- **Objective**
Can you repeat every one of the items below word for word, without changing anything?

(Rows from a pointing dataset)

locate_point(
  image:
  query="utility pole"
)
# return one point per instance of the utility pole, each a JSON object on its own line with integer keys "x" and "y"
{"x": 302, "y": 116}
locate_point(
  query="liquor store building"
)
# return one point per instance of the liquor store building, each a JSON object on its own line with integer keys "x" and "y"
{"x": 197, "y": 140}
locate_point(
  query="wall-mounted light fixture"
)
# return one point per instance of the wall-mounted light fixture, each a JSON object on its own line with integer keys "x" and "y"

- **Expected answer**
locate_point(
  image:
  query="utility pole"
)
# return one point per instance of the utility pole, each a JSON object on its own line with integer keys "x" and "y"
{"x": 302, "y": 116}
locate_point(
  query="liquor store building"
)
# return one point per instance of the liquor store building, each a JSON object on its own line with integer keys "x" and "y"
{"x": 197, "y": 140}
locate_point(
  query="wall-mounted light fixture"
)
# return one point per instance of the wall-mounted light fixture, each a JSON object on its own line with integer keys "x" and "y"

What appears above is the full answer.